▶ **Work order 1**
From the article on Western Nevada College budget cuts, duplicate the passage starting with "WNC has campuses" and going on through "in fiscal 2010.".
▶ **Work order 2**
According to the article on Western Nevada College budget cuts, what overall cut at WNC does Gov. Jim Gibbons' proposed budget call for?
▶ **Work order 3**
List every location of a WNC learning center named in the article on Western Nevada College budget cuts.

▶ **Given passage**
College President Carol Lucey: Impact would kill Western Nevada College
In September, Western Nevada College President Carol Lucey said 14 percent budget cuts would mean crowded classes, nursing students being turned away and vacant professorships.
But the budget proposed by Gov. Jim Gibbons calls for overall cuts at WNC of 38 percent and she says that would kill the college.
“If you take 40 percent out of this college, you don’t have a college,” she said.
WNC has campuses in Carson City, Douglas County and Fallon. Learning centers are in Fernley, Hawthorne, Lovelock, Smith Valley and Yerington.
Lucey said the first round of cuts last fall took $3 million from WNC’s budgets. That shut down the surgical technician program and automotive tech, cut the number of class sections from 1,073 to 935. Empty positions include the college’s engineer, one math teacher and a chemist. It put an end to the prison education program. All vacant positions have been frozen since mid 2007.
Cuts of nearly 40 percent, she said, add up to another $6 million and take the budget from $25.6 million this year to $15.9 million in fiscal 2010.
Lucey said the budget crisis couldn’t come at a worse time.
The Northwest Commission on Colleges and Universities comes for an accreditation
site visit in March and one of the things they watch most closely is the adequacy and stability of financial resources.

▶ **Extracted records**
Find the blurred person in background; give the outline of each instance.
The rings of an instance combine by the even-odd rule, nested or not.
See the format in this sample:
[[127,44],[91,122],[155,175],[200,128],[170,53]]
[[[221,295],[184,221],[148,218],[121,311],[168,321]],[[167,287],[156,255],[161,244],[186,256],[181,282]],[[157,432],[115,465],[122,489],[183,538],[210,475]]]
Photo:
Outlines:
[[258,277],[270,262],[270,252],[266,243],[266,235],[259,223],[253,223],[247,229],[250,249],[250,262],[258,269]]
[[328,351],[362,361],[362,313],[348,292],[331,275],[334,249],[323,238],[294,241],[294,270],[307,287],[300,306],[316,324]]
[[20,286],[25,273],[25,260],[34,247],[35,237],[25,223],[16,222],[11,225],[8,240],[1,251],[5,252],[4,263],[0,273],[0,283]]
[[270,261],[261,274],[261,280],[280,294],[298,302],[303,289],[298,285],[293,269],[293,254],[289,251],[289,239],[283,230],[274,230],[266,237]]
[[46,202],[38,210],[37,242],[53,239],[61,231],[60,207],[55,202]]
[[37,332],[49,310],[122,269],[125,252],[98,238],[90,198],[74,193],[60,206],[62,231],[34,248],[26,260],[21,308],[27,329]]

▶ **Exercise answer 1**
WNC has campuses in Carson City, Douglas County and Fallon. Learning centers are in Fernley, Hawthorne, Lovelock, Smith Valley and Yerington.
Lucey said the first round of cuts last fall took $3 million from WNC’s budgets. That shut down the surgical technician program and automotive tech, cut the number of class sections from 1,073 to 935. Empty positions include the college’s engineer, one math teacher and a chemist. It put an end to the prison education program. All vacant positions have been frozen since mid 2007.
Cuts of nearly 40 percent, she said, add up to another $6 million and take the budget from $25.6 million this year to $15.9 million in fiscal 2010.

▶ **Exercise answer 2**
38 percent

▶ **Exercise answer 3**
Fernley, Hawthorne, Lovelock, Smith Valley, Yerington